— begin —

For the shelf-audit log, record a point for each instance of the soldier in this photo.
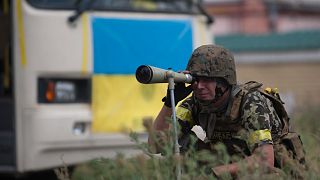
(242, 117)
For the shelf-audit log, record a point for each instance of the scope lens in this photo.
(144, 74)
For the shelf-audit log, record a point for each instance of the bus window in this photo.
(173, 6)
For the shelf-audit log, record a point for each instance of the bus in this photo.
(68, 91)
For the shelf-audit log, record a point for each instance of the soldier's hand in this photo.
(180, 92)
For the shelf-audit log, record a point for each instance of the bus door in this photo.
(7, 130)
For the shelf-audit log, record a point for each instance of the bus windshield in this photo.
(165, 6)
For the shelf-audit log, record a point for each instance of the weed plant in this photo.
(194, 164)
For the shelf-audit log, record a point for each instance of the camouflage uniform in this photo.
(248, 119)
(257, 124)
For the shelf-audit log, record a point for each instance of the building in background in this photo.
(276, 42)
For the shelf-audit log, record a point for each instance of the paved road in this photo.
(43, 175)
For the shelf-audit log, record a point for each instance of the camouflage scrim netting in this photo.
(213, 61)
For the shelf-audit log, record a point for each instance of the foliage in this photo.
(194, 164)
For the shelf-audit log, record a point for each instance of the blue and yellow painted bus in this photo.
(68, 91)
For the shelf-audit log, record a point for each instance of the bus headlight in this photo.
(58, 90)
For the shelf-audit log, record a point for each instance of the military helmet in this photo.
(213, 61)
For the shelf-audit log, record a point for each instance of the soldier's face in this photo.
(204, 88)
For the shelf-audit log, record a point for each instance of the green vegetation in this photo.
(193, 165)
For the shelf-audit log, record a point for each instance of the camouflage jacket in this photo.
(242, 125)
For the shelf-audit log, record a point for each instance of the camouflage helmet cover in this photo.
(213, 61)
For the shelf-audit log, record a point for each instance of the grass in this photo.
(193, 165)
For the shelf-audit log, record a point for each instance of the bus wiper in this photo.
(81, 7)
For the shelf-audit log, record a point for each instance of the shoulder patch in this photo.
(184, 114)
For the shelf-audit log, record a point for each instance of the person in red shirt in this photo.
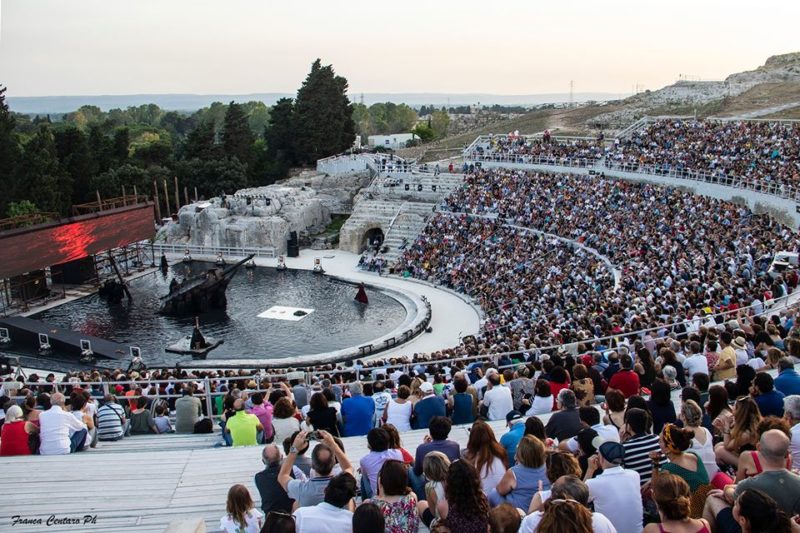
(625, 380)
(14, 437)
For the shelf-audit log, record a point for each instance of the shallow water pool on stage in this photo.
(337, 321)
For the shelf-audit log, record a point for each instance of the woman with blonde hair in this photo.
(703, 442)
(283, 419)
(583, 386)
(487, 455)
(434, 466)
(522, 480)
(242, 515)
(740, 433)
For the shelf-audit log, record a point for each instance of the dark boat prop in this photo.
(361, 297)
(196, 344)
(201, 293)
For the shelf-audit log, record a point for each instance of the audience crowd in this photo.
(765, 153)
(672, 402)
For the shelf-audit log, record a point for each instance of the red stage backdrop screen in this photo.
(57, 242)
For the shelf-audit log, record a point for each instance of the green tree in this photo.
(158, 153)
(213, 176)
(257, 116)
(120, 146)
(237, 139)
(100, 146)
(110, 183)
(45, 185)
(75, 159)
(440, 123)
(278, 133)
(10, 153)
(21, 208)
(323, 116)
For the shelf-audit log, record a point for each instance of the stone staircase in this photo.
(399, 213)
(407, 225)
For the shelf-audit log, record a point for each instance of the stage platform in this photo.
(24, 333)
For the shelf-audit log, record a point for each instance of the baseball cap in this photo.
(613, 452)
(513, 415)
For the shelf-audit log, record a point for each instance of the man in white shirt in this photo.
(791, 412)
(616, 492)
(590, 418)
(381, 399)
(334, 514)
(497, 399)
(740, 347)
(696, 362)
(60, 432)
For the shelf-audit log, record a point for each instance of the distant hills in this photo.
(193, 102)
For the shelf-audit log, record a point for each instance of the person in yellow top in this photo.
(243, 426)
(726, 366)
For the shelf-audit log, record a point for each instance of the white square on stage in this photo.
(280, 312)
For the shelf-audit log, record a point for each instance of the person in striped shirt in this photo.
(638, 442)
(111, 421)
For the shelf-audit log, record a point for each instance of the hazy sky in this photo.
(69, 47)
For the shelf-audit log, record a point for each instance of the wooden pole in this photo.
(166, 195)
(177, 196)
(157, 202)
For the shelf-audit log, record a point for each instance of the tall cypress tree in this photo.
(10, 153)
(237, 138)
(278, 133)
(323, 116)
(45, 185)
(76, 161)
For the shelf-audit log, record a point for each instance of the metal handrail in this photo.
(227, 251)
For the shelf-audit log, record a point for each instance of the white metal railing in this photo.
(227, 251)
(775, 189)
(577, 162)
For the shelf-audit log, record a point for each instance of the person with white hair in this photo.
(61, 433)
(358, 412)
(791, 412)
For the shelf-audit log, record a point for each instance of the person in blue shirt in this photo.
(509, 441)
(770, 401)
(428, 407)
(788, 380)
(358, 412)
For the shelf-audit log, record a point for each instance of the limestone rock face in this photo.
(335, 192)
(244, 220)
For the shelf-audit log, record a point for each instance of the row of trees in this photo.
(50, 165)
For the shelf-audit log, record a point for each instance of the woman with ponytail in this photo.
(675, 443)
(566, 511)
(671, 494)
(755, 512)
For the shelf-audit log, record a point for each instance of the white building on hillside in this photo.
(393, 141)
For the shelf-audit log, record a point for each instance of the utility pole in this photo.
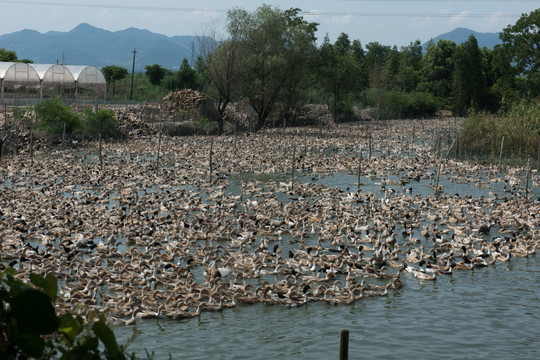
(132, 75)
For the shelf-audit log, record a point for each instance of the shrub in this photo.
(482, 133)
(52, 114)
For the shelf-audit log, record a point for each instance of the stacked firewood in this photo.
(189, 103)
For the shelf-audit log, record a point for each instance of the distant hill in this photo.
(460, 35)
(88, 45)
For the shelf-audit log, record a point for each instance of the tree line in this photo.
(271, 58)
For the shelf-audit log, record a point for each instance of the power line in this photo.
(312, 12)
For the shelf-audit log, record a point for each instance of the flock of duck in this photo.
(148, 235)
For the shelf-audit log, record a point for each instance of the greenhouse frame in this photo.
(42, 76)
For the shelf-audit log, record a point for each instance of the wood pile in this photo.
(195, 103)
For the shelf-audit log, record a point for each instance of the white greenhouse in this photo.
(43, 76)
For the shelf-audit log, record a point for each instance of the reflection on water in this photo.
(489, 313)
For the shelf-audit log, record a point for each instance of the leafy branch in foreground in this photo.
(30, 327)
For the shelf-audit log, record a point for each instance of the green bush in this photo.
(422, 104)
(482, 133)
(52, 114)
(30, 327)
(101, 122)
(393, 104)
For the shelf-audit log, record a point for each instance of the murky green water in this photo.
(490, 313)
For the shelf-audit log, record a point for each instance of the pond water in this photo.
(489, 313)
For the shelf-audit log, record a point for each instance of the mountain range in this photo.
(89, 45)
(460, 35)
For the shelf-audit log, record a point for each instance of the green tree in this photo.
(155, 73)
(223, 73)
(187, 76)
(30, 327)
(101, 122)
(8, 56)
(469, 84)
(339, 73)
(113, 73)
(52, 115)
(409, 74)
(521, 42)
(275, 47)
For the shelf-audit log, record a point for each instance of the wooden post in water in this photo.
(100, 155)
(500, 152)
(210, 160)
(159, 147)
(344, 345)
(527, 179)
(64, 135)
(359, 169)
(438, 175)
(235, 150)
(305, 143)
(31, 143)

— end —

Copy out the rows word for word, beginning with the line that contains "in water in this photo." and continuing through the final line of the rows.

**Solution below**
For the shelf-audit log, record a point for each instance of the wooden post in water in this photo.
(100, 155)
(500, 152)
(210, 160)
(159, 147)
(344, 345)
(527, 179)
(64, 135)
(359, 169)
(438, 175)
(235, 150)
(305, 143)
(31, 143)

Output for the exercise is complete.